Amado lector, la cristiandad, poco después de su comienzo, no actuó de otra manera; solamente que ha ido mucho más lejos aún que las dos tribus y media. Los cristianos se han reunido alrededor de un gran número de confesiones de fe, más o menos correctas, que no son Cristo, luego, viendo que la unidad se les escapaba, hicieron confesiones mucho más elásticas para abarcar mayor número, y así, en lugar de realizar la unidad, solo lograron introducir la incredulidad abierta en medio de la iglesia.

¿Dónde se hallaba el tabernáculo de Jehová el Dios de Israel, y el altar de los sacrificios, centro de los cultos? En Silo: “Toda la congregación de los hijos de Israel se reunió en Silo, y erigieron allí el tabernáculo de reunión” (Josué 18:1). Desde este lugar las dos tribus y media se despidieron de sus hermanos (v. 9); el centro de reunión ya había desaparecido de su vista; no recordaban el monumento de Gilgal construido con doce piedras, expresión de su unidad y, llegados frente al Jordán que debían atravesar, advirtieron la división. Tal será siempre la experiencia de un cristiano cuando da la espalda al verdadero centro de reunión.

..........

● **Ejercicio A**: Reproduce del texto sobre las dos tribus y media todo lo que va desde "Amado lector, la" hasta "de la iglesia.".
El texto y el listado proceden de fuentes distintas.

● **Datos proporcionados**:
..........

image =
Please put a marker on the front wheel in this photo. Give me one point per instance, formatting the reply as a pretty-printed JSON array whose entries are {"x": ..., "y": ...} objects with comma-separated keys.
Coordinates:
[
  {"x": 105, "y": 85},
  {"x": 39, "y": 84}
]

..........

● **Ejercicio B**: Vuelve a escribir todas las líneas del listado, peticiones incluidas, y desplaza las coordenadas de las respuestas sumando 58 a cada número.

● **Resultado A**:
Amado lector, la cristiandad, poco después de su comienzo, no actuó de otra manera; solamente que ha ido mucho más lejos aún que las dos tribus y media. Los cristianos se han reunido alrededor de un gran número de confesiones de fe, más o menos correctas, que no son Cristo, luego, viendo que la unidad se les escapaba, hicieron confesiones mucho más elásticas para abarcar mayor número, y así, en lugar de realizar la unidad, solo lograron introducir la incredulidad abierta en medio de la iglesia.

● **Resultado B**:
image =
Please put a marker on the front wheel in this photo. Give me one point per instance, formatting the reply as a pretty-printed JSON array whose entries are {"x": ..., "y": ...} objects with comma-separated keys.
Coordinates:
[
  {"x": 163, "y": 143},
  {"x": 97, "y": 142}
]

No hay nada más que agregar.